YOUR INSTRUCTIONS: Would you restate, exactly as they appear, the lines from the one containing "Look at the photo above. For each instance of the player's" through the end of the data below?

STORED ROWS:
========================================================================
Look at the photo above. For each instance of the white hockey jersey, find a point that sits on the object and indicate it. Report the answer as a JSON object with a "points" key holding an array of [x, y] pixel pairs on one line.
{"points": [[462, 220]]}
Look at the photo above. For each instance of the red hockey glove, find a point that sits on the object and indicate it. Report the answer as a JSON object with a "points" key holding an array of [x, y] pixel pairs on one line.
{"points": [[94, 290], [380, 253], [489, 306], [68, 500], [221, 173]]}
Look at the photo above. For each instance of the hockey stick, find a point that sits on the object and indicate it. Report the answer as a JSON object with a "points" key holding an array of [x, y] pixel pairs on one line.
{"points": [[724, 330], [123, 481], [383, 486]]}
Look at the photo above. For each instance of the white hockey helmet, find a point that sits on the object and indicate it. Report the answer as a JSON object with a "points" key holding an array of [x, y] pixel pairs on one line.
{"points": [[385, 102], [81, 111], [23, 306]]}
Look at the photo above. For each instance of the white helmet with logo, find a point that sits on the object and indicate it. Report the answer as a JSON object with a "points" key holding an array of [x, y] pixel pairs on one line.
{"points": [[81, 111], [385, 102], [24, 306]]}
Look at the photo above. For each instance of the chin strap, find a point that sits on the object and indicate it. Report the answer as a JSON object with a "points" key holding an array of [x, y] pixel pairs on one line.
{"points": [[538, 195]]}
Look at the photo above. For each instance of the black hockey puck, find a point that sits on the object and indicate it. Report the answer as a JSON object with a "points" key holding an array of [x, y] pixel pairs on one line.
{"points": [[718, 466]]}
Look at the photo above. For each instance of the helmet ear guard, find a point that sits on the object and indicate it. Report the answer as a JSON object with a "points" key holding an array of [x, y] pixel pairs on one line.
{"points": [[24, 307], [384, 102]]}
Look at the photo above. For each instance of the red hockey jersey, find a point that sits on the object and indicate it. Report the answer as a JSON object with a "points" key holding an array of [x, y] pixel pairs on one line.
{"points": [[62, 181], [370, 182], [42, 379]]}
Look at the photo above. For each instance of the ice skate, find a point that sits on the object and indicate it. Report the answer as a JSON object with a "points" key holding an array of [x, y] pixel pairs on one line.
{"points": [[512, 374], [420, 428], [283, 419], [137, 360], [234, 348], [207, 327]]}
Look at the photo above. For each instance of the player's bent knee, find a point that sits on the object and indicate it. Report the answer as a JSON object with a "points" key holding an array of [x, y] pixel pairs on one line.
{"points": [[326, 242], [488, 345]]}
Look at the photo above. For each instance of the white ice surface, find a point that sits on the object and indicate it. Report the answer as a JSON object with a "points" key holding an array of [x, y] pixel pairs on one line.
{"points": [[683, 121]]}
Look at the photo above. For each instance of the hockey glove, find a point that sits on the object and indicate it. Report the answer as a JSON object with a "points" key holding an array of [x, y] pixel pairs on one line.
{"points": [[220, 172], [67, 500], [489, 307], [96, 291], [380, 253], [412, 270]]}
========================================================================
TASK OUTPUT:
Look at the photo above. For each instance of the player's bent knee, find a point that sits on the object and indicate it. Report the answer as a JSON object with a "points" key holding an array of [x, y] pixel pairs on one line.
{"points": [[326, 242], [488, 345]]}
Look at the photo above. For each instance of the white ice surface, find a point that sits on the object and indicate it. Report the answer as a JSON object with a "points" key holding an array of [x, y] pixel pairs on one line.
{"points": [[683, 121]]}
Look at the photo above. For each instance of the hockey glove, find a point that sits on the object and indicate it. Report the answer as a JSON object with a "points" key holding an array of [x, y] pixel pairs on one line.
{"points": [[220, 172], [67, 500], [489, 307], [96, 291], [380, 253], [412, 270]]}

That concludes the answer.